Using the records below, filter for lines that contain the string "cloud" and copy them out.

(Image point grounding data)
■ ■ ■ ■
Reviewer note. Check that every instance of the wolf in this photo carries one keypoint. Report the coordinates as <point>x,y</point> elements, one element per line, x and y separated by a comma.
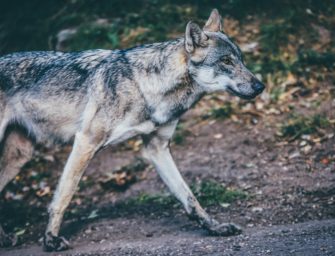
<point>97,98</point>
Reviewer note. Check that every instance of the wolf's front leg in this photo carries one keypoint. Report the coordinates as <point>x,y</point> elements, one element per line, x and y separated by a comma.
<point>83,150</point>
<point>157,150</point>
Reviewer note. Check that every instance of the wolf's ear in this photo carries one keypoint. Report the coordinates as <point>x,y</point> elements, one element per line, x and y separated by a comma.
<point>213,23</point>
<point>194,37</point>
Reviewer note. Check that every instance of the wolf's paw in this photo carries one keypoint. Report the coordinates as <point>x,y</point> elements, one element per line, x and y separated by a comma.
<point>7,240</point>
<point>224,229</point>
<point>53,243</point>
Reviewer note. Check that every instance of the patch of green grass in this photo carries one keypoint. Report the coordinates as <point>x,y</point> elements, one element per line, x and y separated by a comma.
<point>91,36</point>
<point>208,193</point>
<point>213,193</point>
<point>299,125</point>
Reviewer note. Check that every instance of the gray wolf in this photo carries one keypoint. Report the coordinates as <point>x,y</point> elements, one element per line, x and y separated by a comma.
<point>97,98</point>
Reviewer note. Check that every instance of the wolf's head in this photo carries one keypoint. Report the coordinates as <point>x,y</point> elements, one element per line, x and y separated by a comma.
<point>215,62</point>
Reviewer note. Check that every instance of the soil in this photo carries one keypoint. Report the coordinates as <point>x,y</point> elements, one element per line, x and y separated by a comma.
<point>290,209</point>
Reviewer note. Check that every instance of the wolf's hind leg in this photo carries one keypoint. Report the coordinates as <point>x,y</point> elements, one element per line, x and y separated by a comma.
<point>17,151</point>
<point>157,150</point>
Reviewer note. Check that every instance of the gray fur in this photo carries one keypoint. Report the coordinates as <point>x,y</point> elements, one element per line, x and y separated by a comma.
<point>103,97</point>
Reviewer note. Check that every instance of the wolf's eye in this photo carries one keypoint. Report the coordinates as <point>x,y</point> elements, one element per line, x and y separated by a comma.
<point>227,61</point>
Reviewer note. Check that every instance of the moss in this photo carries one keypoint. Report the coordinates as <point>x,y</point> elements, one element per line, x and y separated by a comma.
<point>299,125</point>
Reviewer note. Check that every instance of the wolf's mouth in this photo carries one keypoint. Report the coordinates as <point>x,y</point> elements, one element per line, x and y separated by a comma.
<point>243,96</point>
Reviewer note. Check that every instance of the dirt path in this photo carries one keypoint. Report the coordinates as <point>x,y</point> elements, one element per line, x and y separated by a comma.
<point>310,238</point>
<point>290,208</point>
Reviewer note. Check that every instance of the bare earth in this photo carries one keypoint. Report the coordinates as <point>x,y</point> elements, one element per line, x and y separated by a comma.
<point>290,209</point>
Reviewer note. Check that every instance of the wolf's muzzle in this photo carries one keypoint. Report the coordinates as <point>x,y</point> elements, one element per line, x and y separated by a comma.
<point>258,87</point>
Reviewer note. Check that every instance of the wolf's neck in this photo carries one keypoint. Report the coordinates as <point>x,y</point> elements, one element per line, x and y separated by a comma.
<point>161,66</point>
<point>164,80</point>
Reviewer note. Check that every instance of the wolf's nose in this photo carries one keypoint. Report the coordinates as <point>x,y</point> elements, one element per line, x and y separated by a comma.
<point>258,87</point>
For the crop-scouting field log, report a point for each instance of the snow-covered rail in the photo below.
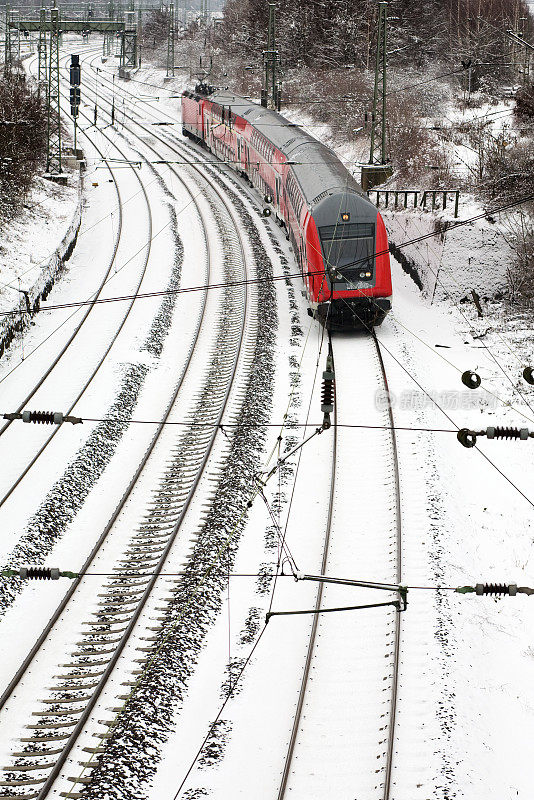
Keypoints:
(108, 613)
(94, 335)
(343, 729)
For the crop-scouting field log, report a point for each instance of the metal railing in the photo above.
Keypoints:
(433, 199)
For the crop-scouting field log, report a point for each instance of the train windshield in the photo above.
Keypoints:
(350, 249)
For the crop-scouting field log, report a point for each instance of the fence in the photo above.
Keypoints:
(435, 199)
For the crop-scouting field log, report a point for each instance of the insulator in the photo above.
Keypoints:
(471, 379)
(507, 433)
(494, 588)
(40, 573)
(327, 393)
(43, 417)
(466, 437)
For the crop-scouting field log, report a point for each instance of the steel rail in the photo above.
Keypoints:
(398, 515)
(88, 382)
(311, 643)
(318, 600)
(93, 300)
(55, 773)
(79, 727)
(396, 648)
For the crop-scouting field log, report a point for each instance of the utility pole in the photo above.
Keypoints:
(170, 43)
(8, 55)
(129, 42)
(270, 61)
(378, 169)
(53, 159)
(41, 51)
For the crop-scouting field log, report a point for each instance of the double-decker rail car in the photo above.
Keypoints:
(337, 234)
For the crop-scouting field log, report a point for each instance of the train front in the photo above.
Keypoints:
(348, 256)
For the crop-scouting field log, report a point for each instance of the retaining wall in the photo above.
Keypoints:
(30, 301)
(454, 261)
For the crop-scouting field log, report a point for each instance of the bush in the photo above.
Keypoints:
(23, 122)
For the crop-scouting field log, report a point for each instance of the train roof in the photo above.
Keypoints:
(327, 174)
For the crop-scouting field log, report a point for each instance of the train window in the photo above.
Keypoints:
(350, 248)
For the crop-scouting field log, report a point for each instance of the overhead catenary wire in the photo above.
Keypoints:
(274, 278)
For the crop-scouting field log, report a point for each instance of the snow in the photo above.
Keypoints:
(30, 240)
(465, 720)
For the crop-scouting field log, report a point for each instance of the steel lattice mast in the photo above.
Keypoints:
(41, 50)
(53, 161)
(170, 42)
(378, 153)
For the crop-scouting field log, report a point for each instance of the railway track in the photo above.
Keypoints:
(365, 739)
(69, 694)
(347, 700)
(82, 346)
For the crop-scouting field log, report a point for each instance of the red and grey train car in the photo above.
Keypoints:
(338, 236)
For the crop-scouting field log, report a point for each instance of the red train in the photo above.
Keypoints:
(338, 237)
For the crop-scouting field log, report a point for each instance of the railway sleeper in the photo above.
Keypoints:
(78, 676)
(87, 653)
(94, 643)
(64, 699)
(59, 713)
(123, 594)
(51, 725)
(22, 796)
(102, 616)
(29, 767)
(36, 753)
(101, 632)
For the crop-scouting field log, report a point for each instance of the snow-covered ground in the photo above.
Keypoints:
(465, 719)
(30, 240)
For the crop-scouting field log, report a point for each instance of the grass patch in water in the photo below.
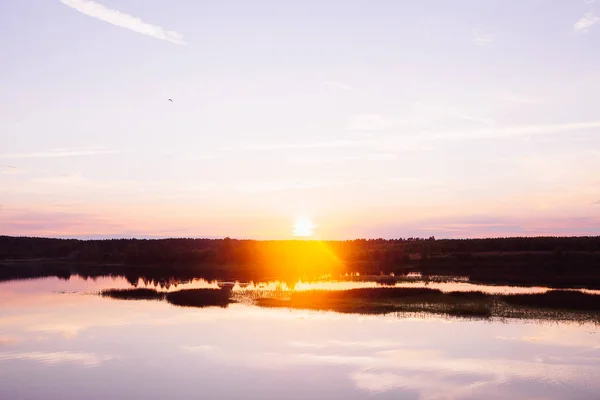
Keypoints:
(199, 297)
(133, 294)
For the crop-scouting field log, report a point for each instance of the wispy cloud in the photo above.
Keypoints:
(114, 17)
(516, 131)
(586, 22)
(369, 122)
(481, 39)
(9, 170)
(59, 357)
(338, 85)
(53, 153)
(293, 146)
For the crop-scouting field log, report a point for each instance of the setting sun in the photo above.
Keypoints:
(303, 227)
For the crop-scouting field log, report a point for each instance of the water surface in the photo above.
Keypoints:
(60, 340)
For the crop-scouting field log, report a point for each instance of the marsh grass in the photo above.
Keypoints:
(199, 297)
(557, 304)
(133, 294)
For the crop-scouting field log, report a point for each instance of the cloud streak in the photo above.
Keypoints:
(586, 22)
(338, 85)
(114, 17)
(481, 39)
(53, 153)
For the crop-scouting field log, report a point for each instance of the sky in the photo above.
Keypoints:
(369, 118)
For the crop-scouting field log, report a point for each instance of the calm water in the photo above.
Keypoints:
(58, 340)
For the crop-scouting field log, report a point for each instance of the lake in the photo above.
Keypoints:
(60, 340)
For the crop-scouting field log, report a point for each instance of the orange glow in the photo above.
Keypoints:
(303, 227)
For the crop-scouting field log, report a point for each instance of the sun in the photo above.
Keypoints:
(303, 227)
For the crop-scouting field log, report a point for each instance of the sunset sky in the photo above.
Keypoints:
(371, 118)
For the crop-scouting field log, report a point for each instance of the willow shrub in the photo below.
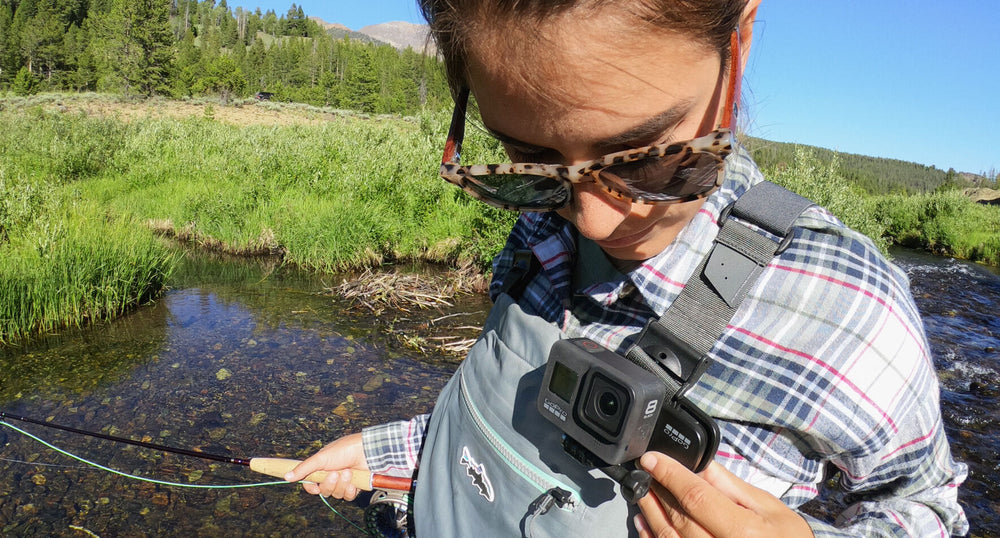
■ ■ ■ ■
§ Solution for this exercise:
For the crop-scouting field log, report a point for each instance of the wispy cloud in the photo above.
For the crop-scouting field log, report a point for each instance of the cloud streak in the photo above.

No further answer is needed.